TRY IT: Without including any images, please transcribe all the lines below exactly.

DATA FOR ANALYSIS:
====

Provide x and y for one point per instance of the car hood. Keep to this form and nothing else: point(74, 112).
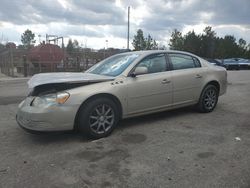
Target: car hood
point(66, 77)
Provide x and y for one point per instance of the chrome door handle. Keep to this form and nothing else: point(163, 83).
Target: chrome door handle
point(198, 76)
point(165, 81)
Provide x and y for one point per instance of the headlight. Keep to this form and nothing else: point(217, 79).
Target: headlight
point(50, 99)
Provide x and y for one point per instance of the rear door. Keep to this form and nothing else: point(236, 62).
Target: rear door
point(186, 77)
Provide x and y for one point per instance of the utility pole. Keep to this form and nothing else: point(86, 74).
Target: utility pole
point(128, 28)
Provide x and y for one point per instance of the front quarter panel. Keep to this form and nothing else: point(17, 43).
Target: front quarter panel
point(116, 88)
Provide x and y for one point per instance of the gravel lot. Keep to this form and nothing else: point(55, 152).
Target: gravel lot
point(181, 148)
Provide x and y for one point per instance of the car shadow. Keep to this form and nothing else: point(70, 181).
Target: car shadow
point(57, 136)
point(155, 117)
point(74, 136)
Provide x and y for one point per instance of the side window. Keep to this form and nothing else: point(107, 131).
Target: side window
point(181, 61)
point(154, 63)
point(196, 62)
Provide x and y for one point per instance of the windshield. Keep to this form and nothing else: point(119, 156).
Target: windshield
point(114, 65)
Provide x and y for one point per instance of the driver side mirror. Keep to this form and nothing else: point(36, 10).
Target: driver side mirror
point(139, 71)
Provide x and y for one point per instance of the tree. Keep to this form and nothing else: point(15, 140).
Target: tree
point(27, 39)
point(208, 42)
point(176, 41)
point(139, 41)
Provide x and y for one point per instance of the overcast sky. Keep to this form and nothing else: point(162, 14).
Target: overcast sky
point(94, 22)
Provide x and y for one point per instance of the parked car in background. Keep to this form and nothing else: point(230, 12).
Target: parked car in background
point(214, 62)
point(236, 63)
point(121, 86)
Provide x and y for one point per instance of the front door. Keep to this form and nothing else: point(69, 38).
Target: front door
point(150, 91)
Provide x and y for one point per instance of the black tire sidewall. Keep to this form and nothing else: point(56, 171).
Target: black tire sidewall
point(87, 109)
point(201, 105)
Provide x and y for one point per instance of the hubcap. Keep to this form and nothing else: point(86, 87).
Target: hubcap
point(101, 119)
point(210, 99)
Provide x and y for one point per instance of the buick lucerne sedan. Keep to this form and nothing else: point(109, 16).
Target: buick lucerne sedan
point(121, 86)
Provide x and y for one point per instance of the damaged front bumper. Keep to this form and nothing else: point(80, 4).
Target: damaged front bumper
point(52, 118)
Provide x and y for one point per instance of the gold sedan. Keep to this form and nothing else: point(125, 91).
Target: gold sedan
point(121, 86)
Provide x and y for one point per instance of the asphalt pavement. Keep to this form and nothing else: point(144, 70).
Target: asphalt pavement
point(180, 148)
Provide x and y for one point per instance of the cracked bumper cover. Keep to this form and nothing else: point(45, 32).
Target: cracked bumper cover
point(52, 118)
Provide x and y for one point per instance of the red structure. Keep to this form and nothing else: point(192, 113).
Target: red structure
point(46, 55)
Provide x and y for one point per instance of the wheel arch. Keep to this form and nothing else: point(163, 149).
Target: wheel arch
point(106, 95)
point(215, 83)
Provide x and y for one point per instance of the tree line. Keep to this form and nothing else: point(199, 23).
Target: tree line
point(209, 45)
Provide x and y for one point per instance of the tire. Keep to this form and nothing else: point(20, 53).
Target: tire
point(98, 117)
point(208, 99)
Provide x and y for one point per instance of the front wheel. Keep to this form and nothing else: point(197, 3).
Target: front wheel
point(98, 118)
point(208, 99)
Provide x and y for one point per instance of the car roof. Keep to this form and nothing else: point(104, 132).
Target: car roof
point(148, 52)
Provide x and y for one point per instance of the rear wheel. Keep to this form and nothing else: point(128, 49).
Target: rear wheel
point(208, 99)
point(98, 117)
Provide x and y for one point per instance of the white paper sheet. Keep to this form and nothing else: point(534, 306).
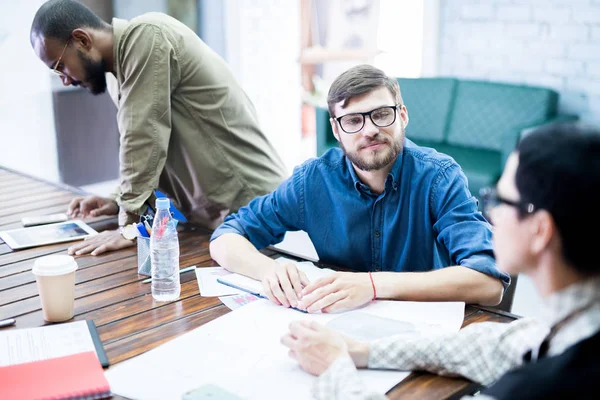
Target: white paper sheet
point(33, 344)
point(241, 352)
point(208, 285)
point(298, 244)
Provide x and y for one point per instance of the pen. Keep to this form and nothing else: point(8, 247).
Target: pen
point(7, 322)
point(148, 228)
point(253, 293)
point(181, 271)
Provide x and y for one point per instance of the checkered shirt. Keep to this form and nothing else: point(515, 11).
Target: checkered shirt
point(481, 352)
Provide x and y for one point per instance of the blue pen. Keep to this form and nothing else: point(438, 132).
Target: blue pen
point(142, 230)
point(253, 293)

====

ANSWER:
Provide x and y for one point per instance of the car hood. Keep to this form and nothing else: point(74, 112).
Target: car hood
point(66, 77)
Provide x and y for one point per instance of the chrome door handle. Keep to this form and nothing else: point(163, 83).
Target: chrome door handle
point(198, 76)
point(165, 81)
Provide x and y for one point per instance of the headlight. Keep to this form and nothing else: point(217, 79).
Target: headlight
point(50, 99)
Provide x and y for one point per instance of the rear door. Keep to this form and nothing else: point(236, 62).
Target: rear door
point(186, 77)
Provide x and y for one point per instance of the utility pole. Keep to this form and nothing else: point(86, 74).
Target: utility pole
point(128, 28)
Provide x and y for one point per instance of the front quarter panel. Keep to this form and nothing else: point(17, 43).
Target: front quarter panel
point(116, 88)
Provide x and y for one point per instance of the gravel lot. Keep to this form and nothing else: point(55, 152).
Target: gravel lot
point(181, 148)
Provide x and y for one point per instance of the car shadow. Keep to this form and nothing else: point(70, 181).
Target: car shadow
point(57, 136)
point(155, 117)
point(74, 136)
Provide x and y for one point per instance of the side window. Keep to this form and nothing else: point(107, 131).
Target: side window
point(181, 61)
point(154, 63)
point(196, 62)
Provide x and y for one point per instance of the windshield. Keep to this form and nothing else: point(119, 156).
Target: windshield
point(114, 65)
Provide x and y for one point per instance of the driver side mirror. Keep to this form and nothing else: point(36, 10).
Target: driver side mirror
point(139, 71)
Provide x and y for one point per instance of the tree. Keep to this form and nothing else: point(15, 140).
Target: tree
point(27, 39)
point(208, 42)
point(176, 41)
point(139, 41)
Provide x and y for one point per instance of the overcast sky. Keep to this form and nothing else: point(162, 14).
Target: overcast sky
point(94, 22)
Provide x and y for one point per instance of the parked car in background. Keep to this form and nothing else: point(230, 12).
Target: parked car in background
point(214, 62)
point(236, 63)
point(121, 86)
Provide x and y for one point per instance of the front door. Keep to this form and nothing else: point(69, 38).
Target: front door
point(150, 91)
Provide x and y for one point per instance of the black tire sidewall. Keep to this form and nothing else: point(56, 171).
Target: black tire sidewall
point(87, 109)
point(201, 105)
Provide x and y for one point per instance of the hubcap. Keep to this form and nothing else: point(86, 87).
Target: hubcap
point(101, 119)
point(210, 99)
Provide x and y for one point per instance of the buick lucerne sedan. Keep to this form and nothing else: point(109, 16).
Target: buick lucerne sedan
point(121, 86)
Provide x and y for one point per instance of the damaged front bumper. Keep to this form and nothing else: point(80, 4).
Target: damaged front bumper
point(52, 118)
Provide x and y for one point per instance of the gold sedan. Keep to this form and nothing else: point(125, 91).
Target: gold sedan
point(121, 86)
Provide x and y for one point per instance of the asphalt pavement. Keep to this form and nothing else: point(144, 70).
Target: asphalt pavement
point(180, 148)
Provide x and y for one point per instance of the cracked bumper cover. Keep to this form and nothing else: point(45, 32).
Target: cracked bumper cover
point(52, 118)
Provide x and y for one point per instance of the red structure. Keep to this form and nothing else: point(192, 113).
Target: red structure
point(46, 55)
Provide x and y for one point per instance of the wheel arch. Keep to this form and nothing else: point(163, 149).
Target: wheel arch
point(106, 95)
point(215, 83)
Provide x and y for one point per instance of the tree line. Keep to this form and nothing else: point(199, 23).
Target: tree line
point(209, 45)
Provide x and y for one point per instance of the tire. Keep to this form and nothing else: point(20, 53).
Target: tire
point(98, 117)
point(208, 99)
Provide x and y for one point per instance of the front wheel. Keep to this form and nothing else: point(197, 3).
Target: front wheel
point(98, 118)
point(208, 99)
Provide x and y for one point per instance of the car roof. Keep to this form and nothing else: point(104, 132).
Target: car roof
point(148, 52)
Provide x and y for one point per instance of the rear wheel. Keep to this form and nothing else: point(128, 49).
Target: rear wheel
point(208, 99)
point(98, 117)
Provide x and y for one point per instance of the white paper sheet. Keep to this form and nothing else: point(534, 306).
Target: white paper sheet
point(33, 344)
point(241, 352)
point(208, 285)
point(298, 244)
Provide x and y for one point per instance of the pen. Keep to this form and nothing else: point(8, 247).
Target: pen
point(7, 322)
point(148, 228)
point(253, 293)
point(181, 271)
Provide x and y for one point per instance of the checkered shirt. Keep to this form and nothing else: point(515, 11).
Target: checkered shirt
point(481, 352)
Provide x and y for one point per instance of the blue pen. Keep to this form and nothing else: point(438, 132).
Target: blue pen
point(142, 230)
point(253, 293)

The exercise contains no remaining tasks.